### EXERCISE BRIEF
Which of the lines below contain the string "dark"? Pull each one out of the data.

------------------------------------------------

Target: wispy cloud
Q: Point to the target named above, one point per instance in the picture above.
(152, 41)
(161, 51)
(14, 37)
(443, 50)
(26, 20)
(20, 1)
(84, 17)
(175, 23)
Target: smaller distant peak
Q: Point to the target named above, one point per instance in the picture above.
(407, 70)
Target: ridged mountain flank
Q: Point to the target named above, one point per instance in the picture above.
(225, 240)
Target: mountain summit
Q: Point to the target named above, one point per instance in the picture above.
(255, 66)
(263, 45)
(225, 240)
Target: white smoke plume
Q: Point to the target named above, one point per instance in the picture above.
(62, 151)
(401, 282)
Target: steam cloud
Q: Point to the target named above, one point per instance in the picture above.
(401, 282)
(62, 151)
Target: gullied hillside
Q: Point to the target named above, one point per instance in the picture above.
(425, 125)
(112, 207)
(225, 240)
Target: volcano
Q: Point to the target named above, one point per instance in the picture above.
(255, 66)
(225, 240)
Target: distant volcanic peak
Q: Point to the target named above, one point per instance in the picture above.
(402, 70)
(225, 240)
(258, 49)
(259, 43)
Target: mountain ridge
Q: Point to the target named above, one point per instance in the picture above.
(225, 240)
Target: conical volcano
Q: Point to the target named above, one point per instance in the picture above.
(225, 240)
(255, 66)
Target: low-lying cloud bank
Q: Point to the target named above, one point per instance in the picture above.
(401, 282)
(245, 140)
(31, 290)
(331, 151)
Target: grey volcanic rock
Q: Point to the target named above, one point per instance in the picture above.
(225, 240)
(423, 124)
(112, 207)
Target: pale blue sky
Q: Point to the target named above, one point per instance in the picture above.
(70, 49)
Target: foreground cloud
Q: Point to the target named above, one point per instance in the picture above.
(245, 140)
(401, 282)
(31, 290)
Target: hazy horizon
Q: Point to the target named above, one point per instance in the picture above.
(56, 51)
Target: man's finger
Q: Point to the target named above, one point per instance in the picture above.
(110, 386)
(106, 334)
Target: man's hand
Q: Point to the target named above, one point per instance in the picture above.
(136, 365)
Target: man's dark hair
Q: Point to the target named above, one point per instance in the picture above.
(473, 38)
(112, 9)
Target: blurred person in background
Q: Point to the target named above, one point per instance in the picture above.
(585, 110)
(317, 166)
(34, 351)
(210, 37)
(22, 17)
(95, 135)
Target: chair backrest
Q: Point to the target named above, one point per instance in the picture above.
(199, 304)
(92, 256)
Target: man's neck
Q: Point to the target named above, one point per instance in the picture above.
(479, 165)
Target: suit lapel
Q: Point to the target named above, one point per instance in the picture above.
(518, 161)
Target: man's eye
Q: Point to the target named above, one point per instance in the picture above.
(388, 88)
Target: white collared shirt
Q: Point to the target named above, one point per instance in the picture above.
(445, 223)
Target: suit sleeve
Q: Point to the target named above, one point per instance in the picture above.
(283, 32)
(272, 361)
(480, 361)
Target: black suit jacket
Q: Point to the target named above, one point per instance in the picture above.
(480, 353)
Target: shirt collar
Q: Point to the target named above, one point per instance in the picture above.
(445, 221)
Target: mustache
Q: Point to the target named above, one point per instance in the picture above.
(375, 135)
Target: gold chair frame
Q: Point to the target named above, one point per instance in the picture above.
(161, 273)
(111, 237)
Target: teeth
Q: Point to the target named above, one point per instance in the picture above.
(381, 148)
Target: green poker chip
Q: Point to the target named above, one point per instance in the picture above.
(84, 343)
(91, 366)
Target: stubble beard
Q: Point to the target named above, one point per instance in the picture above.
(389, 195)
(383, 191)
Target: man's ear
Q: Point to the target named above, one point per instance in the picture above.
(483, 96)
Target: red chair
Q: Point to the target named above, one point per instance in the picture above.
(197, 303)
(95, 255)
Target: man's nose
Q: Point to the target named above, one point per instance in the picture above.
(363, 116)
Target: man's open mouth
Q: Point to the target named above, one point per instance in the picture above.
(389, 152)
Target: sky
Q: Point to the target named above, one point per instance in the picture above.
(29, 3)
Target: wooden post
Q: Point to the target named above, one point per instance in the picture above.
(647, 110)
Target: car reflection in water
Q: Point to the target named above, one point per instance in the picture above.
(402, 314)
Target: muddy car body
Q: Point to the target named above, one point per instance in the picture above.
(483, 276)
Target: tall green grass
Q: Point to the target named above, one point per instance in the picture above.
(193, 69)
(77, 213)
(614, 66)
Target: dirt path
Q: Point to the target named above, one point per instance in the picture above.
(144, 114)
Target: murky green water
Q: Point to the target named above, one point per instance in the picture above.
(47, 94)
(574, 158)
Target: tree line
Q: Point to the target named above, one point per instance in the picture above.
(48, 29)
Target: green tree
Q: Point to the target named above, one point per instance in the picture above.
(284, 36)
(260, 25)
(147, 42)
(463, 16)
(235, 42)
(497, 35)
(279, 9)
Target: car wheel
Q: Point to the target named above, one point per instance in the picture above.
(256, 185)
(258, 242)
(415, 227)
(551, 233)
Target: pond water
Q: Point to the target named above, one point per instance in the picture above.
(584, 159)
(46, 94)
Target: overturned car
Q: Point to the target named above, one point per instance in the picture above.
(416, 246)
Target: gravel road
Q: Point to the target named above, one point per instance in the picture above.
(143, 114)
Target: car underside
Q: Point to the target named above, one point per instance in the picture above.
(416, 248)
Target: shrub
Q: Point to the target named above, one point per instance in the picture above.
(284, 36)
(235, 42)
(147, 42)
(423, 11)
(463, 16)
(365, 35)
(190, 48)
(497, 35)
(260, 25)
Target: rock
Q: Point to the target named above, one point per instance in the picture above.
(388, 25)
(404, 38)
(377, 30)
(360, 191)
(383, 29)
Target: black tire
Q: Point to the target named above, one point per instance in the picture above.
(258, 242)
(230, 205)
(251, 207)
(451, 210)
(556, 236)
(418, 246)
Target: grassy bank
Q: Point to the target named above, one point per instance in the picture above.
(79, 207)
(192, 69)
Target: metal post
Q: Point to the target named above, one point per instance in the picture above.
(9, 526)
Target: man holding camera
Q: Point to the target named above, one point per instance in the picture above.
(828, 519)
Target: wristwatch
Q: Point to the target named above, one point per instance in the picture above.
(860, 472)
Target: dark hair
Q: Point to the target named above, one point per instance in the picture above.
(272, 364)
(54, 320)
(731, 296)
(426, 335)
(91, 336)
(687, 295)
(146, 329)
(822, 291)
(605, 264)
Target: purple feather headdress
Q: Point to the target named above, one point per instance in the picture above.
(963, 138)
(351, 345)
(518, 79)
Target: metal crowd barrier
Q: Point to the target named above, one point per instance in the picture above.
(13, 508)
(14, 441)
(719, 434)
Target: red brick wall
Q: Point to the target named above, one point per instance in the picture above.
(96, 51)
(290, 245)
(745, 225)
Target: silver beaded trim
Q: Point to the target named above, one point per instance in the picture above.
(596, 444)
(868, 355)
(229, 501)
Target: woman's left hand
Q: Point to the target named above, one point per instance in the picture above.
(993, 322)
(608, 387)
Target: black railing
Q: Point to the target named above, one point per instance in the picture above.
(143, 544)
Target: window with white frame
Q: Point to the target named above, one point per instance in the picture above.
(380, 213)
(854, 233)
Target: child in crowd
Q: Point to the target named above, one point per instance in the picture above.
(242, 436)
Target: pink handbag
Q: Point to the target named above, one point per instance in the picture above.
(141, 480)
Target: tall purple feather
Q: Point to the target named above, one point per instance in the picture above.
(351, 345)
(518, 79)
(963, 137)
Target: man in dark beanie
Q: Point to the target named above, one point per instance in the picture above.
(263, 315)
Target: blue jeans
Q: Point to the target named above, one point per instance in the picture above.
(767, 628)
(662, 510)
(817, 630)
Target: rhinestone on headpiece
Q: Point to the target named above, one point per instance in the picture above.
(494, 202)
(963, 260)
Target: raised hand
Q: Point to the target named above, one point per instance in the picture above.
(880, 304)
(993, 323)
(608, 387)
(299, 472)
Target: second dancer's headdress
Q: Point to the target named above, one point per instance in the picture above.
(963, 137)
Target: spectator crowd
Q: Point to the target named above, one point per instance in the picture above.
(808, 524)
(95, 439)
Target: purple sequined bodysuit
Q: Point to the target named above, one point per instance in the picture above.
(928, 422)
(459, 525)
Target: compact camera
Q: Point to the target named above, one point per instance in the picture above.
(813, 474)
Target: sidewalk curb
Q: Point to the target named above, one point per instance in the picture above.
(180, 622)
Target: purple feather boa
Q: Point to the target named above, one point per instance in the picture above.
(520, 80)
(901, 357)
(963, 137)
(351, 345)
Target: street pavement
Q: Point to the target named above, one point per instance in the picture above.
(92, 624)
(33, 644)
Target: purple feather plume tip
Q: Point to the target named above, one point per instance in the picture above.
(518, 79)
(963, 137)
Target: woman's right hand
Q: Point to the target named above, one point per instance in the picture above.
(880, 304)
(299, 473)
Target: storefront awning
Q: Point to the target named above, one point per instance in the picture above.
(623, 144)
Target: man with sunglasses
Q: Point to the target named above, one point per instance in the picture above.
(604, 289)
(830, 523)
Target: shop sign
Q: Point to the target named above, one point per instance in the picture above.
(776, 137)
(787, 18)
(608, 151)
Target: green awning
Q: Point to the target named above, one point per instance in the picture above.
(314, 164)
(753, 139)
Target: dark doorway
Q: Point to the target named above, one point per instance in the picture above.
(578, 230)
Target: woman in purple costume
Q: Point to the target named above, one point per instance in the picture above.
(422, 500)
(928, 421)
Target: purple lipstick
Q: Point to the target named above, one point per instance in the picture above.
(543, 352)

------------------------------------------------

### RESPONSE AREA
Target: man's dark hair
Target: dark hair
Target: man in dark beanie
Target: dark doorway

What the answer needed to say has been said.